#### [Stated task]
Reproduce verbatim the lines of the listing below, starting at the line containing "Pick out the green" and ending at the final line of the listing, with both of those lines included.

------------------------------------------------

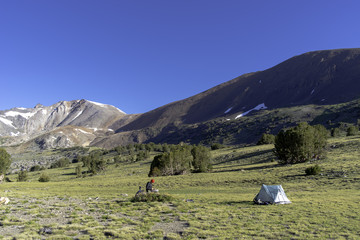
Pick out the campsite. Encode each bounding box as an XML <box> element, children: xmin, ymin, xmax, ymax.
<box><xmin>0</xmin><ymin>136</ymin><xmax>360</xmax><ymax>239</ymax></box>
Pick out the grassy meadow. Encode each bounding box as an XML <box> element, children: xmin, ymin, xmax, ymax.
<box><xmin>0</xmin><ymin>137</ymin><xmax>360</xmax><ymax>239</ymax></box>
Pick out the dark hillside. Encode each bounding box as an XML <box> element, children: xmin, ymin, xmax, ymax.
<box><xmin>118</xmin><ymin>49</ymin><xmax>360</xmax><ymax>132</ymax></box>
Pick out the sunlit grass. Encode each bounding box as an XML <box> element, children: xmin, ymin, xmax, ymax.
<box><xmin>0</xmin><ymin>137</ymin><xmax>360</xmax><ymax>239</ymax></box>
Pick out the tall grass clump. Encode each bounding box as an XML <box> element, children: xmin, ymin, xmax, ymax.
<box><xmin>305</xmin><ymin>164</ymin><xmax>321</xmax><ymax>175</ymax></box>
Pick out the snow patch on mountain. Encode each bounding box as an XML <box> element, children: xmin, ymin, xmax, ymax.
<box><xmin>0</xmin><ymin>117</ymin><xmax>16</xmax><ymax>129</ymax></box>
<box><xmin>86</xmin><ymin>100</ymin><xmax>126</xmax><ymax>114</ymax></box>
<box><xmin>5</xmin><ymin>111</ymin><xmax>37</xmax><ymax>119</ymax></box>
<box><xmin>235</xmin><ymin>103</ymin><xmax>267</xmax><ymax>119</ymax></box>
<box><xmin>224</xmin><ymin>107</ymin><xmax>232</xmax><ymax>114</ymax></box>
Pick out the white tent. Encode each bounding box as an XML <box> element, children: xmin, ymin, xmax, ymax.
<box><xmin>254</xmin><ymin>184</ymin><xmax>291</xmax><ymax>204</ymax></box>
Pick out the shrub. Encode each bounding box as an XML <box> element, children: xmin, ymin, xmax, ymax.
<box><xmin>346</xmin><ymin>126</ymin><xmax>359</xmax><ymax>136</ymax></box>
<box><xmin>274</xmin><ymin>123</ymin><xmax>328</xmax><ymax>164</ymax></box>
<box><xmin>81</xmin><ymin>152</ymin><xmax>106</xmax><ymax>174</ymax></box>
<box><xmin>149</xmin><ymin>148</ymin><xmax>192</xmax><ymax>177</ymax></box>
<box><xmin>75</xmin><ymin>165</ymin><xmax>82</xmax><ymax>178</ymax></box>
<box><xmin>305</xmin><ymin>164</ymin><xmax>321</xmax><ymax>175</ymax></box>
<box><xmin>257</xmin><ymin>133</ymin><xmax>275</xmax><ymax>145</ymax></box>
<box><xmin>30</xmin><ymin>165</ymin><xmax>45</xmax><ymax>172</ymax></box>
<box><xmin>191</xmin><ymin>146</ymin><xmax>212</xmax><ymax>172</ymax></box>
<box><xmin>39</xmin><ymin>173</ymin><xmax>50</xmax><ymax>182</ymax></box>
<box><xmin>0</xmin><ymin>148</ymin><xmax>11</xmax><ymax>174</ymax></box>
<box><xmin>211</xmin><ymin>143</ymin><xmax>225</xmax><ymax>150</ymax></box>
<box><xmin>149</xmin><ymin>145</ymin><xmax>212</xmax><ymax>177</ymax></box>
<box><xmin>331</xmin><ymin>128</ymin><xmax>340</xmax><ymax>137</ymax></box>
<box><xmin>50</xmin><ymin>158</ymin><xmax>70</xmax><ymax>168</ymax></box>
<box><xmin>130</xmin><ymin>193</ymin><xmax>174</xmax><ymax>202</ymax></box>
<box><xmin>17</xmin><ymin>171</ymin><xmax>28</xmax><ymax>182</ymax></box>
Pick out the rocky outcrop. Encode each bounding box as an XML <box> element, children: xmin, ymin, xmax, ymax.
<box><xmin>0</xmin><ymin>100</ymin><xmax>128</xmax><ymax>149</ymax></box>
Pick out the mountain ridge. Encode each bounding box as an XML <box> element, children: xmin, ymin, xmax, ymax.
<box><xmin>0</xmin><ymin>48</ymin><xmax>360</xmax><ymax>149</ymax></box>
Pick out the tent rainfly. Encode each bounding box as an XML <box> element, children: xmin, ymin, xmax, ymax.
<box><xmin>254</xmin><ymin>184</ymin><xmax>291</xmax><ymax>204</ymax></box>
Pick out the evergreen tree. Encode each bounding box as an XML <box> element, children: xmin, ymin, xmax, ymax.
<box><xmin>346</xmin><ymin>126</ymin><xmax>359</xmax><ymax>136</ymax></box>
<box><xmin>257</xmin><ymin>133</ymin><xmax>275</xmax><ymax>145</ymax></box>
<box><xmin>275</xmin><ymin>123</ymin><xmax>328</xmax><ymax>164</ymax></box>
<box><xmin>191</xmin><ymin>146</ymin><xmax>212</xmax><ymax>172</ymax></box>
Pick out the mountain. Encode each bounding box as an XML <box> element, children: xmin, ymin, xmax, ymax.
<box><xmin>98</xmin><ymin>49</ymin><xmax>360</xmax><ymax>146</ymax></box>
<box><xmin>0</xmin><ymin>49</ymin><xmax>360</xmax><ymax>149</ymax></box>
<box><xmin>114</xmin><ymin>49</ymin><xmax>360</xmax><ymax>131</ymax></box>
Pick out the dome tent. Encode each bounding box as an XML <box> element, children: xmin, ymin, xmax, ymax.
<box><xmin>254</xmin><ymin>184</ymin><xmax>291</xmax><ymax>204</ymax></box>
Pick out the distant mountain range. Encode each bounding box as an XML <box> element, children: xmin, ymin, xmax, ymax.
<box><xmin>0</xmin><ymin>49</ymin><xmax>360</xmax><ymax>149</ymax></box>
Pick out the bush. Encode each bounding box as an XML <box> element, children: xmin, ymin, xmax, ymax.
<box><xmin>331</xmin><ymin>128</ymin><xmax>340</xmax><ymax>137</ymax></box>
<box><xmin>81</xmin><ymin>152</ymin><xmax>106</xmax><ymax>174</ymax></box>
<box><xmin>39</xmin><ymin>173</ymin><xmax>50</xmax><ymax>182</ymax></box>
<box><xmin>75</xmin><ymin>165</ymin><xmax>82</xmax><ymax>178</ymax></box>
<box><xmin>191</xmin><ymin>146</ymin><xmax>212</xmax><ymax>172</ymax></box>
<box><xmin>50</xmin><ymin>158</ymin><xmax>70</xmax><ymax>168</ymax></box>
<box><xmin>149</xmin><ymin>148</ymin><xmax>192</xmax><ymax>177</ymax></box>
<box><xmin>274</xmin><ymin>123</ymin><xmax>328</xmax><ymax>164</ymax></box>
<box><xmin>0</xmin><ymin>148</ymin><xmax>11</xmax><ymax>175</ymax></box>
<box><xmin>17</xmin><ymin>171</ymin><xmax>28</xmax><ymax>182</ymax></box>
<box><xmin>130</xmin><ymin>193</ymin><xmax>174</xmax><ymax>202</ymax></box>
<box><xmin>211</xmin><ymin>143</ymin><xmax>225</xmax><ymax>150</ymax></box>
<box><xmin>30</xmin><ymin>165</ymin><xmax>45</xmax><ymax>172</ymax></box>
<box><xmin>305</xmin><ymin>164</ymin><xmax>321</xmax><ymax>175</ymax></box>
<box><xmin>346</xmin><ymin>126</ymin><xmax>359</xmax><ymax>136</ymax></box>
<box><xmin>149</xmin><ymin>145</ymin><xmax>212</xmax><ymax>177</ymax></box>
<box><xmin>257</xmin><ymin>133</ymin><xmax>275</xmax><ymax>145</ymax></box>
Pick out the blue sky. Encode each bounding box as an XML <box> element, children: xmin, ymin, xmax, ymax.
<box><xmin>0</xmin><ymin>0</ymin><xmax>360</xmax><ymax>113</ymax></box>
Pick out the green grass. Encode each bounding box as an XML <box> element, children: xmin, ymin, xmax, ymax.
<box><xmin>0</xmin><ymin>137</ymin><xmax>360</xmax><ymax>239</ymax></box>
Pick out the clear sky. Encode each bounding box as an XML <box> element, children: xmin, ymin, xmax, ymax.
<box><xmin>0</xmin><ymin>0</ymin><xmax>360</xmax><ymax>113</ymax></box>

------------------------------------------------

#### [Written response]
Pick out the green grass. Encode each bounding box as an XML <box> element, children: xmin, ymin, xmax, ymax.
<box><xmin>0</xmin><ymin>137</ymin><xmax>360</xmax><ymax>239</ymax></box>
Pick out the clear sky. Encode each bounding box as an XML <box> element, children: xmin, ymin, xmax, ymax.
<box><xmin>0</xmin><ymin>0</ymin><xmax>360</xmax><ymax>113</ymax></box>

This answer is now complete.